(Records excerpted from a collection)
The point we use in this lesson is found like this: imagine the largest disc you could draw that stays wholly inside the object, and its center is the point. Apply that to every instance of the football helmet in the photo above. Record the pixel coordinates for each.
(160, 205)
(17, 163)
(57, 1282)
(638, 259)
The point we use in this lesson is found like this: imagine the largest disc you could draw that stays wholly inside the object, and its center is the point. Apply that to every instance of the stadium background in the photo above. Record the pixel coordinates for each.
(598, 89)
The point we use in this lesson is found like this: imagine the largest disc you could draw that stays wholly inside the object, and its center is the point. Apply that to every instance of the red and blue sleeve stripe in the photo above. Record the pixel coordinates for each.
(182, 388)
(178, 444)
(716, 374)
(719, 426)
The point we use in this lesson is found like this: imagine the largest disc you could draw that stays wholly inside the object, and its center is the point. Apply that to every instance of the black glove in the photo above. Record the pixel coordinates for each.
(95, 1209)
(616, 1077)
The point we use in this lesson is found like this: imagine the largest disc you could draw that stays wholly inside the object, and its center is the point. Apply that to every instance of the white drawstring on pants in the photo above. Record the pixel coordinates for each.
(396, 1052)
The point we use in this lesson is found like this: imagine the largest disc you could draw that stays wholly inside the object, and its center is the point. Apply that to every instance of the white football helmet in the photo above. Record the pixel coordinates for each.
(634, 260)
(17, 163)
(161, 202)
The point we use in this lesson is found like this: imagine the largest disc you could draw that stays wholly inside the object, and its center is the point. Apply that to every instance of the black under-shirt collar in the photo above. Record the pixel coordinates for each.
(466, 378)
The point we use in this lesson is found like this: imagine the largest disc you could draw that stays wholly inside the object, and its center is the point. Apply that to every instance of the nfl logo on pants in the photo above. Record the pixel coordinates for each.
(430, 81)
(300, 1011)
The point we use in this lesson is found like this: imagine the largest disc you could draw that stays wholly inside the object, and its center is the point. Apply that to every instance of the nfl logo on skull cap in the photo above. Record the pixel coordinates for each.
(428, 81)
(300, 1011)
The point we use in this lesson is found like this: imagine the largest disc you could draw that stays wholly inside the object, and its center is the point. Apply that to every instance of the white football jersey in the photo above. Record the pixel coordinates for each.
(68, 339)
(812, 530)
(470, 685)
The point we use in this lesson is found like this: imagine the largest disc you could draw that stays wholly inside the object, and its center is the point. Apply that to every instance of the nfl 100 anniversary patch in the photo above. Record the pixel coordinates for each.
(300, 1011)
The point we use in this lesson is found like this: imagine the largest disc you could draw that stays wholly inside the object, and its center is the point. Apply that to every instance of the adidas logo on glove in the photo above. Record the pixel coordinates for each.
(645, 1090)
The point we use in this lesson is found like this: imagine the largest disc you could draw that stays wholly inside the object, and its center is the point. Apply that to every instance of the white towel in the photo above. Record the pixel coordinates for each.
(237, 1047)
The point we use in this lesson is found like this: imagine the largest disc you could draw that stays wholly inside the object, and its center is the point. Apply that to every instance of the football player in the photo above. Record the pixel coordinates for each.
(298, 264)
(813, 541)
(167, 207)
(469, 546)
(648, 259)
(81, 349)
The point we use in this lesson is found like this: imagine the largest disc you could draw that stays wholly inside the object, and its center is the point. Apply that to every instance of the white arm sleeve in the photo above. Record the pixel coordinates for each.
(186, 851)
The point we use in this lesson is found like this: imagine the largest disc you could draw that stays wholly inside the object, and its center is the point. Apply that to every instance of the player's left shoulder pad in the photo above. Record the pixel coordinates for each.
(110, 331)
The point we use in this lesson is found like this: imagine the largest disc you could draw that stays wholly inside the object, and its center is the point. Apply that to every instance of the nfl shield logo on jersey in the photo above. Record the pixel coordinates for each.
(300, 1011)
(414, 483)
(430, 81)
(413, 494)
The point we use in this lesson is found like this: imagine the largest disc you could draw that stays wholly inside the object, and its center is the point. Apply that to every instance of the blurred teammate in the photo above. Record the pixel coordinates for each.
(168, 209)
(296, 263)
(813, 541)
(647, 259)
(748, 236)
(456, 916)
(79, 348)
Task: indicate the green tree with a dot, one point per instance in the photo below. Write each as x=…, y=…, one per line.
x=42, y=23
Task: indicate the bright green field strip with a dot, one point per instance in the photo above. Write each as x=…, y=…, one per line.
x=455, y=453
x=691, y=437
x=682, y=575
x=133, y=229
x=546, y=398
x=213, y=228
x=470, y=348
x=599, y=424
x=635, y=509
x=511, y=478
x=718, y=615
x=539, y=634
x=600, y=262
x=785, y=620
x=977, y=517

*EXERCISE AIM:*
Would you please transcribe the records above in full and exactly?

*THE ANSWER:*
The point we use in this lesson is found like this: imagine the largest disc you could draw that stays wholly inside the object, and its center is the point. Apply that to every instance of the football helmet in the photo above. Record the pixel coordinates for each.
(160, 205)
(17, 163)
(57, 1282)
(638, 259)
The point we use in this lesson is found like this: imagine the largest disc you could draw that stays wholly inside the object, and its center is the point. Apply that to every instance of the stadium background in the photo above. Record the pixel coordinates for each.
(598, 89)
The point we use in this lesson is found like this: imagine the largest disc you could draw that stays wholly inside the object, and its center is the point. Apply that to every instance of the red and blue sleeve stripe in the photo above. Record the pixel coordinates for each.
(182, 388)
(178, 444)
(716, 374)
(719, 426)
The point we use in this lesson is found like this: imagine the largest disc you could draw that stays wholly inside the object, and its center is the point. Apply that to every instance of the black glove in the photo above. Record the pixel coordinates for each.
(95, 1209)
(616, 1077)
The point we use in this lesson is found like this: imagine the largest disc you could draw that stays wholly inside the object, and its center is the point. Apply that to every instance of the white drawstring on pants in the photo above. Record the pixel coordinates for each.
(396, 1052)
The point we use in this lesson is found like this: imagine the largest disc you could draw that stays wholly inside the object, and its center is the point. Apply that to every instance of the white football helmet in the photo above. Record the pixel coordinates for each.
(634, 260)
(17, 163)
(161, 202)
The point we use in this lesson is found like this: imagine the largest disc you could draw that stays wholly inside the object, and its center is the point. Apply that to every instance of the black under-shirt collar in the photo above. Record the pixel coordinates for each.
(466, 378)
The point we use in this lesson is found like this: imagine the largest disc you could draw that stays wholly inside the object, and its center is the point. Apply that to every instance of the nfl logo on pants in the photo above. Record the pixel coordinates for each.
(430, 81)
(300, 1011)
The point we use in this lesson is found like this: imagine the largest disc you could draw that stays wholly inside the object, and its center is the point. Apply that to every instance of the nfl logo on skull cap in the photo above. Record the pixel coordinates for each.
(428, 81)
(300, 1011)
The point we use in this lesson is found like this: imagine the largest disc you could draw that stays wholly inside the object, and its center is the point. Apply that to every instance of the white football jersey in the photo above. Record the pixel coordinates for each.
(68, 339)
(812, 530)
(470, 685)
The point we use in this lesson is found like this: imagine the largest disc you could draw that stays wholly inside the object, and its center is the point. Apply that to every instance of the nfl 100 anniversary patch in the photo above. Record the pixel coordinates for each.
(300, 1011)
The point we use in this lesson is found like this: imagine the largest disc you could draw that stays wholly inside the object, and its center is the point. Apply that to every instance of the adidas logo on glove in the photo above. Record the pixel coordinates for each.
(645, 1090)
The point we use in this lesson is found like this: imagine the largest disc you could draw that stays wholly inside the object, and its center is the point. Apply that to every instance of the white towel in the photo above. Record the pixel coordinates for each.
(237, 1047)
The point we use in this lesson is found like this: imagine the largest disc you could draw that stays wholly inside the object, and its center is the point. Apply that to every instance of the football player in the photo above. Record the pixel coordinates for each.
(298, 264)
(813, 541)
(167, 207)
(469, 546)
(648, 259)
(81, 349)
The point we use in this lesson is found like this: imagine the largest disc you could draw that stays wholly inside the object, and its center is the point. Apply that to every instance of the white arm sleeve in the photo above. Record the pixel coordinates for each.
(186, 851)
The point we use in this lesson is found like this: imagine the largest disc you could draw that stays wholly inside the object, and its center is the point. Apply that to every instance of the player's left shoulder pad in the photo above. Record the pixel coordinates for each.
(110, 331)
The point we use in this lesson is found like this: imagine the largest disc you could draw that stays wholly inside the object, and its center is the point. Apply that to every instance of the nfl shield logo on jersey in the photo above. Record the pixel coordinates for each.
(300, 1011)
(414, 483)
(430, 81)
(413, 494)
The point we use in this lesson is found like this: imagine the largest disc you could draw that stays wholly inside the object, and its center is the point. Apply that to every instance of the blurred teammate in the photo above. Record the pixel coordinates for each.
(168, 209)
(296, 263)
(813, 541)
(647, 259)
(748, 236)
(456, 916)
(79, 348)
Task: indicate the green tree with a dot, one point per instance in the photo below. Write each as x=…, y=…, one per line.
x=42, y=23
Task: indicate the bright green field strip with a dot, one point per instance in the photo above. Write each as x=…, y=…, one per line.
x=455, y=453
x=691, y=437
x=682, y=575
x=133, y=229
x=546, y=398
x=213, y=228
x=470, y=348
x=599, y=424
x=635, y=509
x=511, y=478
x=718, y=615
x=539, y=634
x=600, y=262
x=785, y=620
x=977, y=517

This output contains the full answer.